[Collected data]
· · · ·

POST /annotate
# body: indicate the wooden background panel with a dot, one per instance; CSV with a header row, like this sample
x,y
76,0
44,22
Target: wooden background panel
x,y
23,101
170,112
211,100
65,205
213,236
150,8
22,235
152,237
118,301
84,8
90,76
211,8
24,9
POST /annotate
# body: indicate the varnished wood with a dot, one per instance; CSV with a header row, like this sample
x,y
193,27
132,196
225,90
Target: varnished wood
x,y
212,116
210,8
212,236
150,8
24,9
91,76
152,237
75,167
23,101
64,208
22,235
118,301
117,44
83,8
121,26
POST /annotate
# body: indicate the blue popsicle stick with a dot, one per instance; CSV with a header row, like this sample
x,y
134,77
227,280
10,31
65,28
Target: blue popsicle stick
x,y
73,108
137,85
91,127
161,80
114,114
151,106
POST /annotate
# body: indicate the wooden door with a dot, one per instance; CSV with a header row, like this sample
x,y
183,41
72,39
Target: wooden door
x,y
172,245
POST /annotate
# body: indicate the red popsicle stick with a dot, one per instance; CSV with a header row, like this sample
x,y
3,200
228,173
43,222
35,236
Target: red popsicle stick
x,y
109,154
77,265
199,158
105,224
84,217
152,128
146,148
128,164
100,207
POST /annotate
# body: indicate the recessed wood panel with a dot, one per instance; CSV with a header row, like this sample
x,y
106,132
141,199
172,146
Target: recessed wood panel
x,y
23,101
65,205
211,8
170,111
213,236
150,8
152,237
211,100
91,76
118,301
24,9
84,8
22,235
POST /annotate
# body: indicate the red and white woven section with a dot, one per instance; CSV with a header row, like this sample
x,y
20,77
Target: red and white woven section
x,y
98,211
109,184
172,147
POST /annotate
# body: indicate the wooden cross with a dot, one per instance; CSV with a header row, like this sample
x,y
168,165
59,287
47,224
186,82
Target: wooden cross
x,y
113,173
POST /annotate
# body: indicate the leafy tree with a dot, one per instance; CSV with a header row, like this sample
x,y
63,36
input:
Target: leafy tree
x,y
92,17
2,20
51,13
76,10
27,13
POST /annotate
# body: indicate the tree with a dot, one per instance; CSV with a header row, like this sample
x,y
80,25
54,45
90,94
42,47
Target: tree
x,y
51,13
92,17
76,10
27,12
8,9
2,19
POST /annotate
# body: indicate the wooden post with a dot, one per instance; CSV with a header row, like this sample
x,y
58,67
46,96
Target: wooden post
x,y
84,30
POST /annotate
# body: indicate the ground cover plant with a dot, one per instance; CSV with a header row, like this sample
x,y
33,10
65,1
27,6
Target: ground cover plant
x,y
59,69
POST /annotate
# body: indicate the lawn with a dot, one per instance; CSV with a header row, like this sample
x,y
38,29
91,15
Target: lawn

· · · ·

For each entry above, write out an exact copy.

POST /annotate
# body: indicate the wooden background panel with a dot, one per instance; CSV with a header row, like this sample
x,y
76,0
44,22
Target: wooden background panel
x,y
23,101
170,112
211,100
65,205
213,236
150,8
22,235
152,237
118,301
84,8
90,76
211,8
24,9
POST /annotate
# body: indicate the varnished wood with a dot, one per instance; CSV with a header row, like this sample
x,y
193,27
132,196
225,90
Target: varnished wood
x,y
212,116
210,8
212,236
150,8
24,9
91,76
152,237
75,167
23,101
64,208
22,235
118,301
117,44
83,8
121,26
POST /annotate
# body: indicate the blue popsicle stick with a dot, one per instance; CSV with a header row, like this sample
x,y
134,77
227,280
10,31
65,28
Target: blue popsicle stick
x,y
73,108
137,85
91,127
161,80
114,114
151,106
POST /annotate
# body: indicate the wooden door with a dot, one per instance; CSV with a header row, like this sample
x,y
183,41
72,39
Target: wooden door
x,y
172,245
POST /annotate
# body: indicate the red popsicle stick with a dot, one per instance; CSV with a header row, like this sample
x,y
3,200
228,173
43,222
35,236
Target: red popsicle stick
x,y
109,154
77,265
199,158
105,224
84,217
152,128
146,148
128,164
100,207
POST /annotate
# body: indicate the recessed wood panel with a dot, one per instance; CSV with a header row, like this sample
x,y
106,132
141,199
172,146
Target: recessed wood panel
x,y
23,101
65,205
211,8
170,111
213,236
150,8
152,237
211,100
91,76
118,301
24,9
84,8
22,235
POST /annotate
# body: indicate the red and white woven section with a dot, one per instance; CSV with a header row, like this sample
x,y
20,77
Target: red and white woven section
x,y
98,211
109,184
172,147
POST /annotate
# body: indicate the wooden cross with a dot, one per instance; CSV with a header row, like this sample
x,y
168,165
59,287
47,224
186,82
Target: wooden cross
x,y
113,173
POST /annotate
# body: indicate the leafy tree with a dot, one per instance; CSV with a header row, like this sample
x,y
63,36
input:
Target: leafy tree
x,y
92,17
2,20
51,13
76,10
27,13
POST /annotate
# body: indicate the tree with a dot, one per instance; CSV with a header row, like this sample
x,y
80,25
54,45
90,94
42,47
Target: tree
x,y
51,13
92,17
76,10
27,12
8,9
2,19
POST /annotate
# body: indicate the wooden post with a dot, one per instance; CSV with a header row, like this sample
x,y
58,67
46,96
Target: wooden post
x,y
84,30
POST /annotate
# body: indicate the ground cover plant with a dot, one per instance; CSV with a header row, like this sample
x,y
33,10
65,1
27,6
Target: ground cover plant
x,y
59,69
POST /annotate
# body: indicate the lawn with a dot, one per instance; CSV with a header row, like this sample
x,y
38,29
91,15
Target: lawn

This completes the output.